--- Extracted entries ---

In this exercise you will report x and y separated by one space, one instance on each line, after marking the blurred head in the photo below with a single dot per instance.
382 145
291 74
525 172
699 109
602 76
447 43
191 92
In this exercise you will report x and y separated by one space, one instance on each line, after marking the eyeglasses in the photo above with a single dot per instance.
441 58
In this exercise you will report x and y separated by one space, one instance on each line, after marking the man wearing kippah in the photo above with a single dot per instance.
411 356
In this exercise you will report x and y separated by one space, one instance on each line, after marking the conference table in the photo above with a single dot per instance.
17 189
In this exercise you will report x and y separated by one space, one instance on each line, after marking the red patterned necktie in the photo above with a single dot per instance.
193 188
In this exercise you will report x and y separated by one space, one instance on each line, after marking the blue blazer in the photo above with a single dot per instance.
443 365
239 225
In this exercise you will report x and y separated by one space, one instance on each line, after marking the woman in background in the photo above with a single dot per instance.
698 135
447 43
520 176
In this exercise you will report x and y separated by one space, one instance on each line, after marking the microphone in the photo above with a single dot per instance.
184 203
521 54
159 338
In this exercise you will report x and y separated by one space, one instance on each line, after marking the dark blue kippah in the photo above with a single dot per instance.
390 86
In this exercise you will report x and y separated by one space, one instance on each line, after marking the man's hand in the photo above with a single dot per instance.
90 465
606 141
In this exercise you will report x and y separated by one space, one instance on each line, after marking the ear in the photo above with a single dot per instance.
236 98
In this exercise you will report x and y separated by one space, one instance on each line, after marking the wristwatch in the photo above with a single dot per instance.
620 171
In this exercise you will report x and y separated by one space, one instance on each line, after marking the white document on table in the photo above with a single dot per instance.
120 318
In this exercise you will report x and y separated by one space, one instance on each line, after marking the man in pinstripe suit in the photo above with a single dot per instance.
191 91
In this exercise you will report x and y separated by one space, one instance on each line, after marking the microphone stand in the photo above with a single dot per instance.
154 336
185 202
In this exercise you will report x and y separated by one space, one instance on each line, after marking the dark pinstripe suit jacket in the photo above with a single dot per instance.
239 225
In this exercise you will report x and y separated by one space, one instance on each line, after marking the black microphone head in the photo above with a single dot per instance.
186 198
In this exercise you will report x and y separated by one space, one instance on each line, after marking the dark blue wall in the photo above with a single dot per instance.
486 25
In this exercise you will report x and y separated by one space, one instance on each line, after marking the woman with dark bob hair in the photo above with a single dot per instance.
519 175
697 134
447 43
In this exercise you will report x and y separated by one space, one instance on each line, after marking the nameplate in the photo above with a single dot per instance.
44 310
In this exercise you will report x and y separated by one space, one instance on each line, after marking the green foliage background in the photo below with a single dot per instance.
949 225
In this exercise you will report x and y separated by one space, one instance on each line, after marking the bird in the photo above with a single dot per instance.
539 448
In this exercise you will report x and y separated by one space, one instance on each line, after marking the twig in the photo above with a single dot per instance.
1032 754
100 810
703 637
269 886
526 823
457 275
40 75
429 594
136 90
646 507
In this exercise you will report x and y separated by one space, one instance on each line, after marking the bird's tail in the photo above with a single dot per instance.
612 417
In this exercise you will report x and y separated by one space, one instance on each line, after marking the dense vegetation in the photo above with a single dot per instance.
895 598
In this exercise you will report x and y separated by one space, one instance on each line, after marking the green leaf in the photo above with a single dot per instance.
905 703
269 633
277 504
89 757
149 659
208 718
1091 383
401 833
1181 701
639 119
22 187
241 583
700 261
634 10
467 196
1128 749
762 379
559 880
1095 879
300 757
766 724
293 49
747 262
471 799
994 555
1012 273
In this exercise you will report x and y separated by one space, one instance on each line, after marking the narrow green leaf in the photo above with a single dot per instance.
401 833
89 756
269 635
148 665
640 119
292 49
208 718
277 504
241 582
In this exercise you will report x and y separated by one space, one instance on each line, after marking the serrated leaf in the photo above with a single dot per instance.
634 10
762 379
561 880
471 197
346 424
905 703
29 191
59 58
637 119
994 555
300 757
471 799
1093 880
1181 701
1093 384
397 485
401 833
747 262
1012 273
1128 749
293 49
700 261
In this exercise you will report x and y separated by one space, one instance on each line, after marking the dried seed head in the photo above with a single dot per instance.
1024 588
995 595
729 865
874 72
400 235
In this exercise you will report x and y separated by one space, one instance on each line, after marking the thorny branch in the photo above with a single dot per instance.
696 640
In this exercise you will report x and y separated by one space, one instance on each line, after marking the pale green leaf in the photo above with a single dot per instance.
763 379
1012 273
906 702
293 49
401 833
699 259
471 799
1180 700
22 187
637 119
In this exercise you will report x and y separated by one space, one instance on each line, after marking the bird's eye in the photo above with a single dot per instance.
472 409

---

-- What you will do --
Print only the lines from the one with "marking the pale" to the end of the records, both included.

-- Written reply --
In this exercise you will report x and y separated by one space, one instance on each line, after marking the pale green leaf in the photo above with a single dot per instance.
763 379
1012 273
906 702
293 49
401 833
699 259
471 799
1180 700
22 187
637 119
In this exercise you will report x and y separated by one space, one instance on each line, after marking the bird's eye in the photo above with a single dot per instance.
472 409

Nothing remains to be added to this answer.